Task directions
From the line that contains "If you could mark the tree reflection" to the end of the entries, write out every line exactly, including both ends, and nothing more.

[Available data — start]

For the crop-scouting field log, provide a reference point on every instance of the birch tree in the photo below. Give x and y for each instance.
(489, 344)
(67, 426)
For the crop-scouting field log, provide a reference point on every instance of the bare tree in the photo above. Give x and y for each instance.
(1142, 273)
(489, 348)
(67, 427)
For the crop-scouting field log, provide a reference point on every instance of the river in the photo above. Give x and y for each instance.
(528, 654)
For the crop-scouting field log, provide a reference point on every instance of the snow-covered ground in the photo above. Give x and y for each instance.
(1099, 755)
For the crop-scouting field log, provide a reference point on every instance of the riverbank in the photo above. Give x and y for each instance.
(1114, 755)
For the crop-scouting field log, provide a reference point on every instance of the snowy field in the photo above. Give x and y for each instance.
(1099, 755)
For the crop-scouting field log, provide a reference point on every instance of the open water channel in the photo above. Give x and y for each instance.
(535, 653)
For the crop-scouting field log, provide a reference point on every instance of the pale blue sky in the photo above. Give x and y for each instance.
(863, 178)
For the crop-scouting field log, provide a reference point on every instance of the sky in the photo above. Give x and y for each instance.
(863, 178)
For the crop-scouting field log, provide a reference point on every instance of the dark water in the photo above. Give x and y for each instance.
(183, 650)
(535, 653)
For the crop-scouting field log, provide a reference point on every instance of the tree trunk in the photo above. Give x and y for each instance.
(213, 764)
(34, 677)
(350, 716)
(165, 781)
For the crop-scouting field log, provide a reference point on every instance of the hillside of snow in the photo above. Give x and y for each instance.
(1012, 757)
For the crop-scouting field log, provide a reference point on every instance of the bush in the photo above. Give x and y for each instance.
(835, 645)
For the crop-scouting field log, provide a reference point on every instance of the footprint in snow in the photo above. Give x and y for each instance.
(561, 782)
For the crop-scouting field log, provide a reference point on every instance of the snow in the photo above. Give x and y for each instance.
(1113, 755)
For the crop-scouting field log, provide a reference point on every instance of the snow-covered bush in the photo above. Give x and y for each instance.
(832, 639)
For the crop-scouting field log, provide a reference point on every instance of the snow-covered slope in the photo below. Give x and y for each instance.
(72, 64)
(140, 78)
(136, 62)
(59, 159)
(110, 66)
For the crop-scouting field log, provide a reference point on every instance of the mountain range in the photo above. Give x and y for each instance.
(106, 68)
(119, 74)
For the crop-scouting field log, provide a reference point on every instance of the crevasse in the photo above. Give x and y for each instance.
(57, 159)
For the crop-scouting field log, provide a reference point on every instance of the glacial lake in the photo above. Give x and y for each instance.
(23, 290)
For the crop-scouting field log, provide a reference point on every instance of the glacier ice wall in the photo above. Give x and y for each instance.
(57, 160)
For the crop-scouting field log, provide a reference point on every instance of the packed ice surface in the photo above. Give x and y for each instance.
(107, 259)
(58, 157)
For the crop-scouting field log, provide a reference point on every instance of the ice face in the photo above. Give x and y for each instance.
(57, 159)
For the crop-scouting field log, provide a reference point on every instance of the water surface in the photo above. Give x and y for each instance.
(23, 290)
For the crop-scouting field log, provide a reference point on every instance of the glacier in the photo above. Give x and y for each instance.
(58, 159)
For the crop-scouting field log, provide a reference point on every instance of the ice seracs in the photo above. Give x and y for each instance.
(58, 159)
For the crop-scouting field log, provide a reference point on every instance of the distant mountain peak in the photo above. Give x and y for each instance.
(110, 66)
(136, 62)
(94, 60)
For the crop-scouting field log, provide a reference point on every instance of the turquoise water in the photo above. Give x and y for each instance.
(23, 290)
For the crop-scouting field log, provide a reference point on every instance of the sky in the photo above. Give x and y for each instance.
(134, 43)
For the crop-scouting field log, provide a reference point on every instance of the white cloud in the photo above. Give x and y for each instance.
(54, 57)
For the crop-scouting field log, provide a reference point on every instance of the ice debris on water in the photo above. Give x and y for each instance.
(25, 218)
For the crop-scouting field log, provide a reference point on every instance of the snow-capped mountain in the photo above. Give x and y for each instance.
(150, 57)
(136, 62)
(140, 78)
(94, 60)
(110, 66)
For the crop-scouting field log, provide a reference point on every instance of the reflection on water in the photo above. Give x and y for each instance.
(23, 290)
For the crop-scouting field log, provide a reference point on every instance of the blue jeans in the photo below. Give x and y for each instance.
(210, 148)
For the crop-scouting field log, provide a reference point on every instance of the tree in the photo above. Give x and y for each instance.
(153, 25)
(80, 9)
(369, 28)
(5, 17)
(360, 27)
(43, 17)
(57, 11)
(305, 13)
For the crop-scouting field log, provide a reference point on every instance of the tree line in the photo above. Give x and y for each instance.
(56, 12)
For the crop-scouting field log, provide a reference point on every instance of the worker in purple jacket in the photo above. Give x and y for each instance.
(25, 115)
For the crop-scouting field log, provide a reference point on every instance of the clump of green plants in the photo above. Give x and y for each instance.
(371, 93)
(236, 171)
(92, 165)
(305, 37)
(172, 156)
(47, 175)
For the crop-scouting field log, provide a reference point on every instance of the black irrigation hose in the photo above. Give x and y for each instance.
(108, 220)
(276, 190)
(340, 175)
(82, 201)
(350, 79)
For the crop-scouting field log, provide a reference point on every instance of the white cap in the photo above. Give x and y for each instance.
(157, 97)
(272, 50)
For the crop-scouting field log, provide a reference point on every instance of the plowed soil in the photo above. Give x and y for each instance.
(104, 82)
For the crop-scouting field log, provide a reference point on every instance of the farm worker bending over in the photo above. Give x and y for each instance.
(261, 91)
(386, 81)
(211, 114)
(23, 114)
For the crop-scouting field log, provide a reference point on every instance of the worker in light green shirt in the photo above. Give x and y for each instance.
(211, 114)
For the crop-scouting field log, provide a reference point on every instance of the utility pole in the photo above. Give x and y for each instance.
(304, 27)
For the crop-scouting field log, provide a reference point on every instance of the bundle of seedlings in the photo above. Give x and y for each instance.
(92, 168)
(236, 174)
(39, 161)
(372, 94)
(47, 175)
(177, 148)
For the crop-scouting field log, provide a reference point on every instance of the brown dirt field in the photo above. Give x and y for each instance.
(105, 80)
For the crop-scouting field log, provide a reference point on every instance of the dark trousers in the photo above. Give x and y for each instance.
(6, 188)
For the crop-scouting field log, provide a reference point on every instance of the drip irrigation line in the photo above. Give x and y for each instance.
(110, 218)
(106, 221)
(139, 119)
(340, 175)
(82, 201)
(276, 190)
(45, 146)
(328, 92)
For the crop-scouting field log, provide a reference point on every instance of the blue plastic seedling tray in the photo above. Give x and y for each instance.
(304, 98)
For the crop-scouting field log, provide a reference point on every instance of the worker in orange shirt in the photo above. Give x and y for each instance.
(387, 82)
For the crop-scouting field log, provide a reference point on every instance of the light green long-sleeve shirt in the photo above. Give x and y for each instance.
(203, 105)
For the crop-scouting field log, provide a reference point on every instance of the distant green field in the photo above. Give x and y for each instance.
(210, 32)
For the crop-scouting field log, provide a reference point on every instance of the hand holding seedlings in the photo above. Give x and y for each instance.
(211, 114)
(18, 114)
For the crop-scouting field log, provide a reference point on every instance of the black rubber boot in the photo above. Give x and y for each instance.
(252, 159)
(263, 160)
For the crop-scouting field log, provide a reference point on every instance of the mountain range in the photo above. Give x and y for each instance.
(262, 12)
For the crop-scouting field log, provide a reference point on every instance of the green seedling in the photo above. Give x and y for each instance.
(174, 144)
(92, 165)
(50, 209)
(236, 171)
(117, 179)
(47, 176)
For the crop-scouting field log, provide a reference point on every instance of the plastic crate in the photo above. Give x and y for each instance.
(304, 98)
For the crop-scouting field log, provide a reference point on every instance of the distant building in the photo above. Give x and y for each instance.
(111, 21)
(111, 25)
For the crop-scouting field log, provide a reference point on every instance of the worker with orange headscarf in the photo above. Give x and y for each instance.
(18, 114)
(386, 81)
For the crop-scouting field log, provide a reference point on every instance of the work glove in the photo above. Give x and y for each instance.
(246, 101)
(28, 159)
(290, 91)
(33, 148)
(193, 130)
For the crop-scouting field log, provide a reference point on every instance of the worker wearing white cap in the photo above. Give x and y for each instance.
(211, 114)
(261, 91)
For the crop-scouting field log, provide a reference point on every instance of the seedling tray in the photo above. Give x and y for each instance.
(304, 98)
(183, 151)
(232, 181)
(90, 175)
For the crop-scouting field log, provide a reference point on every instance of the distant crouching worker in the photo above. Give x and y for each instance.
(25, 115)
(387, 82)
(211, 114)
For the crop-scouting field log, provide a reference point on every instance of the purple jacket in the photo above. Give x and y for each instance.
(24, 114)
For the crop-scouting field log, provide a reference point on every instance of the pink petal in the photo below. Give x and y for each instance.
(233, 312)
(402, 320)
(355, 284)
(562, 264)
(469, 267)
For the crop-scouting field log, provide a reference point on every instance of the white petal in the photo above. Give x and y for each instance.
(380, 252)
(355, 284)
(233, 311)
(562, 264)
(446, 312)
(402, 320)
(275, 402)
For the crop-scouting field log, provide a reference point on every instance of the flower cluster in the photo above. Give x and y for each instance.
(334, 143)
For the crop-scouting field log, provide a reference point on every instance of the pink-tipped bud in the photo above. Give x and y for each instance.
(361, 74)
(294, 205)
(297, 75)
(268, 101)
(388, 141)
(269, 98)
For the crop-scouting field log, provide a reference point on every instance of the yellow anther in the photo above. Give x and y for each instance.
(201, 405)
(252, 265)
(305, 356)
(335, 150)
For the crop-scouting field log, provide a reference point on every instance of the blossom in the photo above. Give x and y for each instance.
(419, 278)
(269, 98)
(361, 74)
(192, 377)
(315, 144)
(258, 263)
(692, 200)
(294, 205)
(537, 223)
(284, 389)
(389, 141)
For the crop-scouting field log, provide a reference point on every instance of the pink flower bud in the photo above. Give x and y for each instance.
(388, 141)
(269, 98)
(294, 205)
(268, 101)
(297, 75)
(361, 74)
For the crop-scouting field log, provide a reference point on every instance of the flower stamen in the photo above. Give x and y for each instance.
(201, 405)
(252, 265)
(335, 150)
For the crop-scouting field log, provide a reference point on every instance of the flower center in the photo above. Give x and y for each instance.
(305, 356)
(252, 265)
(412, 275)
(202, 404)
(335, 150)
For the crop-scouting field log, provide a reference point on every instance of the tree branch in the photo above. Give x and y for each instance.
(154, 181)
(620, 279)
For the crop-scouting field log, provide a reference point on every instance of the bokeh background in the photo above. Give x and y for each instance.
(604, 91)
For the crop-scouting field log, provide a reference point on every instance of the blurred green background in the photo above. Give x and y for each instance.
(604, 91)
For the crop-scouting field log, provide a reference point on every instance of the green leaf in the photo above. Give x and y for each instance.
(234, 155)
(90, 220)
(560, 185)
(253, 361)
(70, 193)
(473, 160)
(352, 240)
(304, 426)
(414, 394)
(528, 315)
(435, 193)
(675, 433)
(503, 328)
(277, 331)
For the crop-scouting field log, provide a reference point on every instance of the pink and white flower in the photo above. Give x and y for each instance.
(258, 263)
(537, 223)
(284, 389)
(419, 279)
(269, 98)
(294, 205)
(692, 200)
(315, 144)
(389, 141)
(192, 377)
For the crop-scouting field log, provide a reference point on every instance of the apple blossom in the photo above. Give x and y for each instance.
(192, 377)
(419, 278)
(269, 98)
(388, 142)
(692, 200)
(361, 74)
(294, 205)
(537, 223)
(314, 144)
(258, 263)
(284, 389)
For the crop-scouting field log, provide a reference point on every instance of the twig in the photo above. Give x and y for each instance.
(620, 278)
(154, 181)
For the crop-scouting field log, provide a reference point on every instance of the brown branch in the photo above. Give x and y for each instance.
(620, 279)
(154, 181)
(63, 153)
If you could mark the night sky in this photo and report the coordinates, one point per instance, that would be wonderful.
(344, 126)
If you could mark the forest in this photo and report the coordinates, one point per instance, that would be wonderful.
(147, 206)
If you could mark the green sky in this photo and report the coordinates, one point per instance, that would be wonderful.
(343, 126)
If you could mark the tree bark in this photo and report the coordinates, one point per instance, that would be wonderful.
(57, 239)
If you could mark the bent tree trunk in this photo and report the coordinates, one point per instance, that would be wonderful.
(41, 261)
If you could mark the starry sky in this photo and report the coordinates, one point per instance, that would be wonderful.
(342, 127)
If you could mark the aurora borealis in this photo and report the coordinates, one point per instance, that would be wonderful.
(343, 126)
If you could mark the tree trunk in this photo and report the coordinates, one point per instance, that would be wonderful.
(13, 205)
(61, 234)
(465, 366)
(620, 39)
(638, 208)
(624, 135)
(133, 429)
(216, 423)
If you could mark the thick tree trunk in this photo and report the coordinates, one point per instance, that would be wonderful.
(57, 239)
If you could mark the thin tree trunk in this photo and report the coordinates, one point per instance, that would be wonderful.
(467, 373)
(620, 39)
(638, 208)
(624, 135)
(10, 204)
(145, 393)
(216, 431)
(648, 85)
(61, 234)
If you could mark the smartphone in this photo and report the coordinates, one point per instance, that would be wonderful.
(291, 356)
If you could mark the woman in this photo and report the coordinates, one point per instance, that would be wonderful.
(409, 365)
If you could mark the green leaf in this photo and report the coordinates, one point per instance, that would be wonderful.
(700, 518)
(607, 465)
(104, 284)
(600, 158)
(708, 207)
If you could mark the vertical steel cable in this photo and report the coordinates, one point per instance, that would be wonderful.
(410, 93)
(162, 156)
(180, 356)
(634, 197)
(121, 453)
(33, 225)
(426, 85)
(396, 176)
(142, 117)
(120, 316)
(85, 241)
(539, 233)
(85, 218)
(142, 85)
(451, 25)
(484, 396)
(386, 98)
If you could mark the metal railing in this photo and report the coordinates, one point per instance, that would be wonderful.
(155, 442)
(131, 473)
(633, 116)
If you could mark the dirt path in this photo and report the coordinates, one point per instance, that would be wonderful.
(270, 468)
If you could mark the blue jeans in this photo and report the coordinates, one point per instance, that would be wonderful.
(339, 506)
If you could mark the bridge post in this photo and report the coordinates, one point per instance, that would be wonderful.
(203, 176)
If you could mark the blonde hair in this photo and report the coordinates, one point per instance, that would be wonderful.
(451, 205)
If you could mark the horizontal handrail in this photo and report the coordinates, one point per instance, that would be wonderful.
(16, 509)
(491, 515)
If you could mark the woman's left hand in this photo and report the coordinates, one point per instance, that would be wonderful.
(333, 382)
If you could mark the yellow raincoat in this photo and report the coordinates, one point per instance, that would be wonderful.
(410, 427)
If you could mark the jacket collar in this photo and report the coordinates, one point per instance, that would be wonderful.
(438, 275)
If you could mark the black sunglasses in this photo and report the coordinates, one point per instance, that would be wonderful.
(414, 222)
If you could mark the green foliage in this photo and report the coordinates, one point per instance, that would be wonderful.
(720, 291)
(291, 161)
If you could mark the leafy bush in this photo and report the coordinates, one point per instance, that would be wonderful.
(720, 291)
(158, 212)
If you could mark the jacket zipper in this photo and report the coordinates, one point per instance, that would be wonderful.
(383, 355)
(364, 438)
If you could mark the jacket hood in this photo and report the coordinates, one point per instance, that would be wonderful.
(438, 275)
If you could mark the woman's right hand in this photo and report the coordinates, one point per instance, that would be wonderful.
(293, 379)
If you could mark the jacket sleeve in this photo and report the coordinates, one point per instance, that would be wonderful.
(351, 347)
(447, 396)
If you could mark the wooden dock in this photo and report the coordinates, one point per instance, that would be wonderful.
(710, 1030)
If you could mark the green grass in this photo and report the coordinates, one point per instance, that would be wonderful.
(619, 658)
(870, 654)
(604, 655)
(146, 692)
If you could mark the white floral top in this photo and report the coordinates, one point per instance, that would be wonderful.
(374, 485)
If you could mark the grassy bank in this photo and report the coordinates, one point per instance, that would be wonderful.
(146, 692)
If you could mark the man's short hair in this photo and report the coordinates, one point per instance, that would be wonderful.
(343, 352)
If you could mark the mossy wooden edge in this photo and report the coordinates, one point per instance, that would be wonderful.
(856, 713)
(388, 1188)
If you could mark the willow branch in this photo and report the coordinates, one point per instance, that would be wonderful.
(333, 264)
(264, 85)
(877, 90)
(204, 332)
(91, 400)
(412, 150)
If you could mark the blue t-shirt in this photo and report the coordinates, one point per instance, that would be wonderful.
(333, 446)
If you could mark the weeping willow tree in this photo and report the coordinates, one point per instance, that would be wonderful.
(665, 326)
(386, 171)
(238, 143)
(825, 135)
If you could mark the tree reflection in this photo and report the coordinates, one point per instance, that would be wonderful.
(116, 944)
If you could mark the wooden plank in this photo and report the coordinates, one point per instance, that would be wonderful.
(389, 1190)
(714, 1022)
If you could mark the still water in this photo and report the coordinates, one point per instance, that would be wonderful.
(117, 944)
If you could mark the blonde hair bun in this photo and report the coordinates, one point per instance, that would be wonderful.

[Available data — finish]

Reply
If you could mark the tree reflection in this photo and report the coordinates, one point per instance, that would be wonderful.
(116, 944)
If you could mark the wooden plank in this photo and report the coordinates, one point per instance, that would be wonderful.
(389, 1190)
(714, 1022)
If you could mark the still water in this photo and report the coordinates, one point per instance, that would be wonderful.
(117, 944)
If you could mark the blonde hair bun in this photo and report the coordinates, one point per instance, that would be wonderful.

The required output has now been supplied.